== The problem ==
All of the records below should be output exactly.

:: Data provided

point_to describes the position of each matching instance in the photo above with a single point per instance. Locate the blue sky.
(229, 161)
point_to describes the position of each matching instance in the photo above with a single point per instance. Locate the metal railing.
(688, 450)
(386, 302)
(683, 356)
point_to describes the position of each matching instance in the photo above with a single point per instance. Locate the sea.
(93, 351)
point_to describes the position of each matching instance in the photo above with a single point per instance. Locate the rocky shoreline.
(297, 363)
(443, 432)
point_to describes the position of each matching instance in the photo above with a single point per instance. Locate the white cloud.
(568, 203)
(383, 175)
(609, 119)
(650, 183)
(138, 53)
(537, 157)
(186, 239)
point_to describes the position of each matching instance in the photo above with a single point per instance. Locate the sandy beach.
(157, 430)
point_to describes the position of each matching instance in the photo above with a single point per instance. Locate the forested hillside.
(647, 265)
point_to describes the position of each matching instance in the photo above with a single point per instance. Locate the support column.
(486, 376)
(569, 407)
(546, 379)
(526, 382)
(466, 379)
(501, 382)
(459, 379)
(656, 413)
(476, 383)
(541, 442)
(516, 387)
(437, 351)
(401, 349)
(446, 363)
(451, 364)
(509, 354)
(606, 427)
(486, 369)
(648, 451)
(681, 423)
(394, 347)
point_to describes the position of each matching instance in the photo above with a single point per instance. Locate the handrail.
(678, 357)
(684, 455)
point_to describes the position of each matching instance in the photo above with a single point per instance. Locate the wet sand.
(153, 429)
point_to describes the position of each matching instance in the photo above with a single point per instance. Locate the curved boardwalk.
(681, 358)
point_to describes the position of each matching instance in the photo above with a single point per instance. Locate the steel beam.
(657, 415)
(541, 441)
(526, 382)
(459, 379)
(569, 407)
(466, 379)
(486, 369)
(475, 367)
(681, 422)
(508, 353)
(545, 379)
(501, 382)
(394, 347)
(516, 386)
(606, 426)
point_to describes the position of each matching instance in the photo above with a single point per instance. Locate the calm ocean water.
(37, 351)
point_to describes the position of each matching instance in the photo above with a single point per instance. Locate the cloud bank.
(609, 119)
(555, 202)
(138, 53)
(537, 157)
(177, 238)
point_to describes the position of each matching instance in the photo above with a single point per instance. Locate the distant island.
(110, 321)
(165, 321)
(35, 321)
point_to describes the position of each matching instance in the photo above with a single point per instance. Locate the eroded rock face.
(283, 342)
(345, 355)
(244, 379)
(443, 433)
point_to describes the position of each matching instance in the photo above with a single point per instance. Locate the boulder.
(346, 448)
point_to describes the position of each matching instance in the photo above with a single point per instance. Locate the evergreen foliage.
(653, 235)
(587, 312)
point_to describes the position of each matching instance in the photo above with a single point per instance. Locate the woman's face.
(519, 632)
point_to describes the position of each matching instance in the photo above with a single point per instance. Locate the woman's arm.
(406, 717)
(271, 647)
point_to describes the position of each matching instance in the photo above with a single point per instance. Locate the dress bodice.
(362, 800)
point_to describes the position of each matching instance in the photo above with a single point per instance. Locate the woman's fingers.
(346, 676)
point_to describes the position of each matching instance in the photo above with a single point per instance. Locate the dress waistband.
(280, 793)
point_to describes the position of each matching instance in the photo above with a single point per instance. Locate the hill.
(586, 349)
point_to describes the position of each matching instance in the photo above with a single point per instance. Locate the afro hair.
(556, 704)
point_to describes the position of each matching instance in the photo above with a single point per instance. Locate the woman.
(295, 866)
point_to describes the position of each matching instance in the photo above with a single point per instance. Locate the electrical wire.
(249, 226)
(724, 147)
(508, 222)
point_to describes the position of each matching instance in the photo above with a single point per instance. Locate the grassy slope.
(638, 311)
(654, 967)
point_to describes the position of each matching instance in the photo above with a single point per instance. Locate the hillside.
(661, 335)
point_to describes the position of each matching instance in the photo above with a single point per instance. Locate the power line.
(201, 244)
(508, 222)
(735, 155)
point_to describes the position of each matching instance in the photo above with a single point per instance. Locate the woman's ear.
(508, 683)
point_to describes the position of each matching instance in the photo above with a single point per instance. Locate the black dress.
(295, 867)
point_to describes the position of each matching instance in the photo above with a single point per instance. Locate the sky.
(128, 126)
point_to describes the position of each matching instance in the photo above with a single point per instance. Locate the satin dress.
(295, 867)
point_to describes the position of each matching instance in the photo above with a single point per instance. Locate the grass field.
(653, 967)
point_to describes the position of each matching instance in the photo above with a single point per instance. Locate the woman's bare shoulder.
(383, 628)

::::

== Exercise answer ==
point_to describes the position of each matching instance in the photo above with a single point per instance. Locate the blue sky.
(229, 161)
point_to describes the position of each matching instance in the photo above with a single point per instance. Locate the metal railing.
(688, 450)
(386, 302)
(683, 356)
point_to describes the position of each matching instance in the photo above with a single point per instance. Locate the sea.
(93, 351)
point_to describes the position of each matching instance in the photo above with a single point per instance. Locate the rocky shoreline.
(297, 363)
(443, 432)
point_to describes the position of each matching instance in the photo above with a single point per instance. Locate the white cloud.
(568, 203)
(383, 175)
(609, 119)
(650, 183)
(138, 53)
(537, 157)
(186, 239)
point_to describes the position of each matching instance in the photo above with a single point per instance. Locate the sandy beach.
(157, 430)
point_to describes the position of each matching instance in the photo above with a single point per instance. Locate the forested hillside.
(647, 265)
point_to describes the position of each matching instance in the photo above with a single point per instance. Locate the support column.
(486, 376)
(569, 407)
(546, 379)
(526, 382)
(466, 379)
(501, 382)
(459, 379)
(656, 413)
(476, 383)
(541, 442)
(516, 387)
(437, 351)
(401, 349)
(446, 363)
(451, 364)
(509, 354)
(606, 427)
(486, 369)
(648, 451)
(681, 423)
(394, 347)
point_to describes the position of each matching instance in the photo above with a single point per instance. Locate the handrail.
(678, 357)
(684, 455)
point_to describes the position of each matching instance in the photo above with a single point per instance. Locate the wet sand.
(153, 429)
point_to describes the position of each matching instance in the photo above with a single point per instance. Locate the curved boardwalk.
(681, 358)
point_to describes the position of each matching instance in the photo above with a single point per instance. Locate the steel beam.
(657, 415)
(541, 441)
(526, 382)
(459, 379)
(569, 407)
(466, 379)
(486, 369)
(475, 367)
(681, 422)
(508, 353)
(545, 379)
(501, 382)
(394, 347)
(516, 386)
(606, 426)
point_to describes the position of each matching instance in the photo above with a single point per instance. Locate the calm ocean water.
(37, 351)
point_to describes the position of each matching instance in the photo above with a single point per instance. Locate the cloud bank.
(609, 119)
(555, 202)
(138, 53)
(537, 157)
(177, 238)
point_to describes the position of each matching instance in the photo above with a single point per instance. Locate the distant island.
(110, 321)
(165, 321)
(35, 321)
point_to describes the position of each matching instance in the photo above with a single point per instance. Locate the eroded rock face.
(283, 342)
(345, 355)
(244, 379)
(443, 433)
point_to describes the position of each matching instance in the photo above with a single point per instance. Locate the boulder.
(346, 448)
point_to describes the position of each matching instance in the photo above with a single point per instance. Locate the evergreen foliage.
(653, 235)
(587, 312)
point_to describes the position of each matching instance in the photo above with a single point per instance. Locate the woman's face.
(519, 632)
point_to describes the position of each matching instance in the photo above with a single point per instance. Locate the woman's arm.
(406, 717)
(271, 647)
point_to describes the position of each matching instance in the photo above with a single point per instance. Locate the dress bodice.
(362, 800)
point_to describes the position of each matching instance in the photo above with a single point per instance. Locate the woman's fingers.
(346, 676)
point_to describes the position of each matching instance in the photo above with a single point per instance. Locate the dress waistband.
(280, 793)
point_to describes the position of each matching instance in the photo above with a single point per instance. Locate the hill.
(586, 349)
point_to describes the position of each matching instance in the photo above with a single point per instance. Locate the afro hair.
(556, 704)
point_to describes the position of each matching instance in the photo above with a single point per instance. Locate the woman.
(295, 866)
point_to describes the position of each matching instance in the photo above with a single point per instance. Locate the electrical wire.
(249, 226)
(724, 147)
(508, 222)
point_to describes the position of each matching instance in the photo above with a single point per instance. Locate the grassy slope.
(638, 311)
(654, 967)
point_to describes the position of each matching instance in the photo above with a single point per instance. Locate the hillside.
(661, 335)
point_to describes the position of each matching instance in the photo above with a single point per instance. Locate the power line.
(201, 244)
(508, 222)
(735, 155)
point_to describes the position of each matching instance in the photo above with a single point per instance. Locate the woman's ear.
(508, 683)
point_to describes the position of each matching instance in the photo above with a single point per instance. Locate the black dress.
(295, 867)
point_to describes the position of each matching instance in the photo above with a single point per instance. Locate the sky.
(128, 126)
point_to describes the position of each matching instance in the photo above with a single point per instance. Locate the satin dress.
(295, 867)
point_to describes the position of each matching instance in the photo above with a single point per instance. Locate the grass field.
(653, 967)
point_to describes the position of each matching instance in the photo above with a single point per instance. Locate the woman's bare shoulder.
(383, 628)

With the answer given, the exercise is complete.